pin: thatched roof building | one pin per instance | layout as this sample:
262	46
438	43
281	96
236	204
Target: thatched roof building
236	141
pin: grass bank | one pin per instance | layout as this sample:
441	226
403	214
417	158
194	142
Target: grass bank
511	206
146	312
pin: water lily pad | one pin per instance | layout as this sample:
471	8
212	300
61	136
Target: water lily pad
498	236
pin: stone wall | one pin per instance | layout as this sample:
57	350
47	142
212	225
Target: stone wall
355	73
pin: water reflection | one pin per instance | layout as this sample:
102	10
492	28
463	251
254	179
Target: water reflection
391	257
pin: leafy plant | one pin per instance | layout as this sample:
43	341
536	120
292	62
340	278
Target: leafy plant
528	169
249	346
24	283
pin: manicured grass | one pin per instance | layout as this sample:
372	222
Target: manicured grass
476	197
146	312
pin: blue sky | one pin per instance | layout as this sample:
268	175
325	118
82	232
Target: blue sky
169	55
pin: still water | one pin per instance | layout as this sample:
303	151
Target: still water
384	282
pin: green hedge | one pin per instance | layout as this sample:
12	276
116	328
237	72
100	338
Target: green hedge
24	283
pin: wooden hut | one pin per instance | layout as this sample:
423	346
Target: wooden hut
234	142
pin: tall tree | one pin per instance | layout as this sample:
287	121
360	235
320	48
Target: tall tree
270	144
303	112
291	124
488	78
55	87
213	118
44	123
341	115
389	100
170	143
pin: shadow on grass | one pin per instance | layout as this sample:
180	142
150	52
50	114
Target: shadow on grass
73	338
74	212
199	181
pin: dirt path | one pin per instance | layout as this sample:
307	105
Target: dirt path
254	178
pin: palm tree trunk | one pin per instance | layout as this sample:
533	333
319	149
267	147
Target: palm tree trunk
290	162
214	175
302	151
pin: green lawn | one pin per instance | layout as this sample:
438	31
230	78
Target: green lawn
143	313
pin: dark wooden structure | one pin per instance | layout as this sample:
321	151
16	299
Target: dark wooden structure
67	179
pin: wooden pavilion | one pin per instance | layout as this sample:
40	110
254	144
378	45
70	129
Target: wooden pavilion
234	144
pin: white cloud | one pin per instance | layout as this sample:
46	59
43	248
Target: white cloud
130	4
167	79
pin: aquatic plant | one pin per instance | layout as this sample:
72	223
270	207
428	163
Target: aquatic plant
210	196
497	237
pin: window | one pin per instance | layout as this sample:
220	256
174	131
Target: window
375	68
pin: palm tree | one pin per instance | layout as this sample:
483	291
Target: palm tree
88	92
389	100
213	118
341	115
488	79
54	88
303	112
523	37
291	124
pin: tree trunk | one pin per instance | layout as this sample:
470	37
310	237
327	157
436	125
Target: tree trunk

++++++++

> **About this task**
Exact copies of the lines from the one containing "Target: green lawn" through the end of the listing, both included, are the only thing wanted.

> **Solved exercise**
Target: green lawn
143	313
pin: dark wooden structure | one pin per instance | layout as this sample:
321	151
16	299
Target: dark wooden structure
67	179
pin: wooden pavilion | one pin per instance | layout as this sample:
40	110
254	144
378	45
70	129
Target: wooden pavilion
234	144
pin: white cloud | one pin per instance | layout as this sample:
46	59
43	248
Target: white cloud
130	4
167	79
pin: aquatic plant | one pin per instance | layout as this sample:
72	223
270	207
428	163
Target: aquatic plant
210	196
497	237
pin: window | one pin per instance | layout as this sample:
220	256
174	131
Target: window
375	68
pin: palm tree | one pin per instance | layout as this sample:
483	291
Target: palm tree
88	92
389	100
213	118
341	115
488	79
54	88
303	112
523	37
291	124
pin: tree trunk | one pin per instance | layout as this sample:
470	37
310	237
327	157
436	125
Target: tree trunk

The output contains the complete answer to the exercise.